WHAT TO WORK ON — Count the lines in the rows below that contain the string "pink", with case counting, and give only that number.

SUPPLIED DATA —

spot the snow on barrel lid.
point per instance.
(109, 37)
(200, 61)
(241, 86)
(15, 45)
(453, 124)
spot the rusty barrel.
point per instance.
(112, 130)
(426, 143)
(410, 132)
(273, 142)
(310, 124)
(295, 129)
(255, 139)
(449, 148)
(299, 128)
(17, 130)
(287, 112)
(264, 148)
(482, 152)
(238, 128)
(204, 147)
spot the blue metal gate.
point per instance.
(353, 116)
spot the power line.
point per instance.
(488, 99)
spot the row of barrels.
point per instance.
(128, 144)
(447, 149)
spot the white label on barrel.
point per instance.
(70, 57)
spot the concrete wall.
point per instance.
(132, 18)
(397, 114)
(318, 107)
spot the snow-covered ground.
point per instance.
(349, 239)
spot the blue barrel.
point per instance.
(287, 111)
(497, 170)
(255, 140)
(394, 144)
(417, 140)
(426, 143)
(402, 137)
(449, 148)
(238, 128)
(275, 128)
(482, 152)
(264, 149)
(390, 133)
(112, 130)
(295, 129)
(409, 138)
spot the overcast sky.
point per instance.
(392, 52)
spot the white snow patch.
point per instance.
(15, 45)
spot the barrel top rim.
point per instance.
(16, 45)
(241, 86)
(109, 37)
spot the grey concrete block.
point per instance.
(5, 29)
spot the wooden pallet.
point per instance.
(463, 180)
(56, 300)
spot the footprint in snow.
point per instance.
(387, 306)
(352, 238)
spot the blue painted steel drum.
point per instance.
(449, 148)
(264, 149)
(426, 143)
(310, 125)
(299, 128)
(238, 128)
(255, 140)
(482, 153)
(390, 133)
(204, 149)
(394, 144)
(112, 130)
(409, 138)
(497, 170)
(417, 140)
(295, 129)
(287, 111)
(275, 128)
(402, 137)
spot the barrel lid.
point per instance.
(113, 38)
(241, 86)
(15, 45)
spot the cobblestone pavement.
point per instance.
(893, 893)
---
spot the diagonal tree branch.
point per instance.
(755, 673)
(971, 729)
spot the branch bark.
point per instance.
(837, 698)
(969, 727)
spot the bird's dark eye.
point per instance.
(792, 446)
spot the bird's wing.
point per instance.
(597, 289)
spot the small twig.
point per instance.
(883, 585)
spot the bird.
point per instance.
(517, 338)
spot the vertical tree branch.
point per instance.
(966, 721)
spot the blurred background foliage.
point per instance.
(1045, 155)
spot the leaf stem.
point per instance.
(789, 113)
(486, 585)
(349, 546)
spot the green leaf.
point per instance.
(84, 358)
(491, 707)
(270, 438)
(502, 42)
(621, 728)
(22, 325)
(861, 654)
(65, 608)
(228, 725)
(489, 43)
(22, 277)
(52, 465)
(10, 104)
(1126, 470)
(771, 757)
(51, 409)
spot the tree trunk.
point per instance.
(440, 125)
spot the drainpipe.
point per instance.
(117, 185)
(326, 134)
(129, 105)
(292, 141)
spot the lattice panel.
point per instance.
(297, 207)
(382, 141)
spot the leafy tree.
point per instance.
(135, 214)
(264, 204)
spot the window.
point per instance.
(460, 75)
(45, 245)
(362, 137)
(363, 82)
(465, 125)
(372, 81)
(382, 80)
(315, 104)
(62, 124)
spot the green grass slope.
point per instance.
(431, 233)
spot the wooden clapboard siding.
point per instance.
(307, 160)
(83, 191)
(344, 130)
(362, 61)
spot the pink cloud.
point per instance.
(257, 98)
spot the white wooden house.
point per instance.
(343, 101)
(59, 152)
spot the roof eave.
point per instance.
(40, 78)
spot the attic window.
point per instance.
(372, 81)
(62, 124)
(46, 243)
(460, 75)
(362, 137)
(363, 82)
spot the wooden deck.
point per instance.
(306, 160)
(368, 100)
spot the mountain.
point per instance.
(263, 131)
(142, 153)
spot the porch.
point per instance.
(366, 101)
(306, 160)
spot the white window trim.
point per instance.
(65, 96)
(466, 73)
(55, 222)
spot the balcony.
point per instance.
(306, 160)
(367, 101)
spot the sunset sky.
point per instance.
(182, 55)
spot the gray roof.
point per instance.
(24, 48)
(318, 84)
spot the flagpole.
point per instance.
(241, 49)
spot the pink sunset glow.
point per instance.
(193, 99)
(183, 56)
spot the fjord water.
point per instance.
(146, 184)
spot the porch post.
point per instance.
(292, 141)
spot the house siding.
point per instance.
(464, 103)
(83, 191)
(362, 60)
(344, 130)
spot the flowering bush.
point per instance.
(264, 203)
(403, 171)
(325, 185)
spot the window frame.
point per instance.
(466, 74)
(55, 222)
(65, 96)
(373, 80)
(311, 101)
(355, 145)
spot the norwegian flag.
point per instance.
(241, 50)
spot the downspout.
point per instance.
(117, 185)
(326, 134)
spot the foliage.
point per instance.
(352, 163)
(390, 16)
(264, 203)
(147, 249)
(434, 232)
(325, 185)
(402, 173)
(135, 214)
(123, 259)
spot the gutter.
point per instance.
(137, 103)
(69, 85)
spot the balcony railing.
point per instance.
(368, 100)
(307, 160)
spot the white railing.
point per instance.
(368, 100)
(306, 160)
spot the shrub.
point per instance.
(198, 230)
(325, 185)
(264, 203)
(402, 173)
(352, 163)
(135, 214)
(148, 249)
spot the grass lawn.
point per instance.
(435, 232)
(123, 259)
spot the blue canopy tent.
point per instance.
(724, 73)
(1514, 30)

RESULT FOR THIS EXERCISE — 2